[[ Data to examine, beginning ]]

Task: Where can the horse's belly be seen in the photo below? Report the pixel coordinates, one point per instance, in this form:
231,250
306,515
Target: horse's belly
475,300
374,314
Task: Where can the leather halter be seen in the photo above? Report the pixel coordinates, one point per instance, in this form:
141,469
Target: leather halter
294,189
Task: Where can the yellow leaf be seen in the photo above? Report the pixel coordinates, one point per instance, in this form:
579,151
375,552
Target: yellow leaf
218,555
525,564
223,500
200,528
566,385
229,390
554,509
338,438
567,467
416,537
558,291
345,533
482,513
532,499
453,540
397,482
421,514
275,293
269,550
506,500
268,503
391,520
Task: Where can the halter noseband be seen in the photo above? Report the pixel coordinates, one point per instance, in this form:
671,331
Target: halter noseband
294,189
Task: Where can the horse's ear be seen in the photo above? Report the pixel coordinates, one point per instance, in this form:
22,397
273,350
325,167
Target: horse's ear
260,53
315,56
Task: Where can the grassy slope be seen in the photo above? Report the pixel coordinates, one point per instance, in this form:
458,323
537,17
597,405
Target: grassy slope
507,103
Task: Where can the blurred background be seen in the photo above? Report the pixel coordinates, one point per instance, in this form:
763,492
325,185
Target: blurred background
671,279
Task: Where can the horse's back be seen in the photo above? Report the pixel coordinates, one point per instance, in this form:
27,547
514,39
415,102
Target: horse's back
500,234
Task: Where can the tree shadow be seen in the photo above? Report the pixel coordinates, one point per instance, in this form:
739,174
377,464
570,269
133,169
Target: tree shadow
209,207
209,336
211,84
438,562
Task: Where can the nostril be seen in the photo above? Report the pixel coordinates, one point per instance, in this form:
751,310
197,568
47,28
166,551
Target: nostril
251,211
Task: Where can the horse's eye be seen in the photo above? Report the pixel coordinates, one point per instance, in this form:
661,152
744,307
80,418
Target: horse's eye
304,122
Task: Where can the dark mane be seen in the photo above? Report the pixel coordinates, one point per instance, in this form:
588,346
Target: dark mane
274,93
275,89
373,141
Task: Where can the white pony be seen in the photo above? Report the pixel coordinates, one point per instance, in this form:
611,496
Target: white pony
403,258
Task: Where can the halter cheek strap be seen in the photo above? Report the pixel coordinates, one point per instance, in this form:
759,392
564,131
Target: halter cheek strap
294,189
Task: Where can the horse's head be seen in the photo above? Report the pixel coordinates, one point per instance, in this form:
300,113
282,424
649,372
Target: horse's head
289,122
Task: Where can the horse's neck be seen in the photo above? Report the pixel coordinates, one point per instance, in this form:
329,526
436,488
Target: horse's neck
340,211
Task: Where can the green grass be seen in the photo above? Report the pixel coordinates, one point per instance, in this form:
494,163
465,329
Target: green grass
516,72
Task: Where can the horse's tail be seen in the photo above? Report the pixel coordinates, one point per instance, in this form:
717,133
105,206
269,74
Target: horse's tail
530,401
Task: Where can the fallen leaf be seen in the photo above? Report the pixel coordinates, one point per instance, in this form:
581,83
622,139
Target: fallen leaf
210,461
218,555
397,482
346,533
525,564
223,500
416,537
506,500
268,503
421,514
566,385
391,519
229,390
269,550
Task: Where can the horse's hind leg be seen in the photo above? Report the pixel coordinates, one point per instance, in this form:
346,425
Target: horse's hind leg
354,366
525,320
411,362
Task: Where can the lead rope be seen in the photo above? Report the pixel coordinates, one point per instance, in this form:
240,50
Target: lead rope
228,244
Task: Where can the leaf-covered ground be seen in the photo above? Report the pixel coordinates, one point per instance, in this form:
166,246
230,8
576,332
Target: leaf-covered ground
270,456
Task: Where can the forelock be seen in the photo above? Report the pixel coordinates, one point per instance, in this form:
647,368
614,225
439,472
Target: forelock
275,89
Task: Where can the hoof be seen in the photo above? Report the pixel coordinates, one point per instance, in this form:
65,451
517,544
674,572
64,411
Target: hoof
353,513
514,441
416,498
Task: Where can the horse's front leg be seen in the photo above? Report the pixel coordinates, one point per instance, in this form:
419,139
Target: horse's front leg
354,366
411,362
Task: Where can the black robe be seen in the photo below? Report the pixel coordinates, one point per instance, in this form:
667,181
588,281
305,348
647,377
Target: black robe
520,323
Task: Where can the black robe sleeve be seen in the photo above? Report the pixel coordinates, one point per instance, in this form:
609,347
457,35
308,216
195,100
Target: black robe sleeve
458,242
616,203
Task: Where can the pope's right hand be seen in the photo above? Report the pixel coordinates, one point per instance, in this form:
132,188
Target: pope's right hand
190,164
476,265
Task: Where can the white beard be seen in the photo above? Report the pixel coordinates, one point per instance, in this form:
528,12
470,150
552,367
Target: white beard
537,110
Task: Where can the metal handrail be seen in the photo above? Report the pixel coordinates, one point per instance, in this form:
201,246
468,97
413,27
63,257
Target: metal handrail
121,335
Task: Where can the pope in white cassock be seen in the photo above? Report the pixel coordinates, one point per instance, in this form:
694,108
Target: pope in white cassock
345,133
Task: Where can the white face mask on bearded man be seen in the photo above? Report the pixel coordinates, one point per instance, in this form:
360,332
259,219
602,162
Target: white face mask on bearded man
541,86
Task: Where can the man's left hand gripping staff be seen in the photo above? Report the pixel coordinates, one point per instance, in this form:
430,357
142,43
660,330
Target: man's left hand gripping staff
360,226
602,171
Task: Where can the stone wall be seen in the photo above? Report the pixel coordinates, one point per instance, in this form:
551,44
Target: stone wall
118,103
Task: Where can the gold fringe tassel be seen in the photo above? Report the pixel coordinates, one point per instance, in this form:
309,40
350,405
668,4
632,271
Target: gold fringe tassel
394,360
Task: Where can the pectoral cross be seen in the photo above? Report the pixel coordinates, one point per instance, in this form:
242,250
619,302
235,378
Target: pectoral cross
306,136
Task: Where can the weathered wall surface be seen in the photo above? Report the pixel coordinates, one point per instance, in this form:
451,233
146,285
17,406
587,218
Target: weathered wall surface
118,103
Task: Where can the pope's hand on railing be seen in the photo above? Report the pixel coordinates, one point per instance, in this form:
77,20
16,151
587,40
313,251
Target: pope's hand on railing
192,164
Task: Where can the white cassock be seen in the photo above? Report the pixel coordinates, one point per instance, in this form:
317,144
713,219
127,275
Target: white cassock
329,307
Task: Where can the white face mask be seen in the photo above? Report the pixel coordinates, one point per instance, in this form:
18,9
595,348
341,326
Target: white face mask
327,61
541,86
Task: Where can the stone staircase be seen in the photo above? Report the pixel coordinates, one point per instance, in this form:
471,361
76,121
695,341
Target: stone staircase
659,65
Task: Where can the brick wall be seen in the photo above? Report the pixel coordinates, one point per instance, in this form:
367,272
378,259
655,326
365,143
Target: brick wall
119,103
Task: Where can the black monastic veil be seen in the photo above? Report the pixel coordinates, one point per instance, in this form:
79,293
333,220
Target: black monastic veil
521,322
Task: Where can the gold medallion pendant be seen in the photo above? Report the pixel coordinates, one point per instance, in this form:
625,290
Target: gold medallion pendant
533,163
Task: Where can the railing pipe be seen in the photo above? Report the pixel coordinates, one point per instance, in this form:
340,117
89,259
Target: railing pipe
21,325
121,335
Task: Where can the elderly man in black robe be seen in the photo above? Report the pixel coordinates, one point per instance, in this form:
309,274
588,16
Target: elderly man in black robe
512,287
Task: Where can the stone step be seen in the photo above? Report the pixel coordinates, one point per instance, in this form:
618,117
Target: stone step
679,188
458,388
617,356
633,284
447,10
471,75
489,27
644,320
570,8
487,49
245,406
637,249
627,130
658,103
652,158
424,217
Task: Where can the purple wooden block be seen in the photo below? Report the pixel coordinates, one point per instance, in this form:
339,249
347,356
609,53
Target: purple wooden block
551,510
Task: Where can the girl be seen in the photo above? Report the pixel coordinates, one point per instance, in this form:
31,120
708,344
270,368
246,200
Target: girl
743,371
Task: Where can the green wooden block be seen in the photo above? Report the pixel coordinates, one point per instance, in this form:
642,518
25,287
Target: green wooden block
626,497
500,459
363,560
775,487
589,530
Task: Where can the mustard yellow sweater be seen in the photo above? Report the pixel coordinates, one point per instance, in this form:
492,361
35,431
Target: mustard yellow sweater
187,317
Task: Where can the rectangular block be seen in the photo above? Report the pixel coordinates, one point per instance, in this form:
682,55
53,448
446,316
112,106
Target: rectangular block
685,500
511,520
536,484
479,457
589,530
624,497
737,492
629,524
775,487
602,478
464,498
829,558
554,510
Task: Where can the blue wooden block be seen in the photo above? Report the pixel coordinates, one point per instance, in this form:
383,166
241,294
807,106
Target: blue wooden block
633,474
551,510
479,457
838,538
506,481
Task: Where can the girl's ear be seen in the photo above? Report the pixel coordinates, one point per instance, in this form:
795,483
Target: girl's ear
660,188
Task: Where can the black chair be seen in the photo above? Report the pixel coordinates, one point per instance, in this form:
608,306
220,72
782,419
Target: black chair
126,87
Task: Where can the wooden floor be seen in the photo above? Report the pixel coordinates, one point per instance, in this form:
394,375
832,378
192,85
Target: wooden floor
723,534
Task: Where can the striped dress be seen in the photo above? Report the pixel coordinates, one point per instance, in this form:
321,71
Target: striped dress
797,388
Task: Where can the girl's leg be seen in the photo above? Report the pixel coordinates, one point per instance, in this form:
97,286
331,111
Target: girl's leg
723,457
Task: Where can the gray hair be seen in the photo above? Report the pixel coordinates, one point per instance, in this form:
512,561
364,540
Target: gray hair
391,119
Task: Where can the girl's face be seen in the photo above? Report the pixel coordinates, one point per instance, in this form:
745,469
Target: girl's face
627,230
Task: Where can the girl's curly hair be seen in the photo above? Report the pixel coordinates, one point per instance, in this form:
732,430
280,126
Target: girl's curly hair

[[ Data to examine, end ]]

• [Problem description]: Could you copy every line in the records that holds "below"?

• [Problem solution]:
Task: Where can the horse's belly be seen in the photo below? Report the pixel coordinates, one point per instance, in this form:
Task: Where can the black robe be seen in the photo below? Report the pixel coordinates, one point per instance, in this form:
Task: Where can the purple wooden block be seen in the photo below? Report the pixel coordinates, one point per instance, in this form:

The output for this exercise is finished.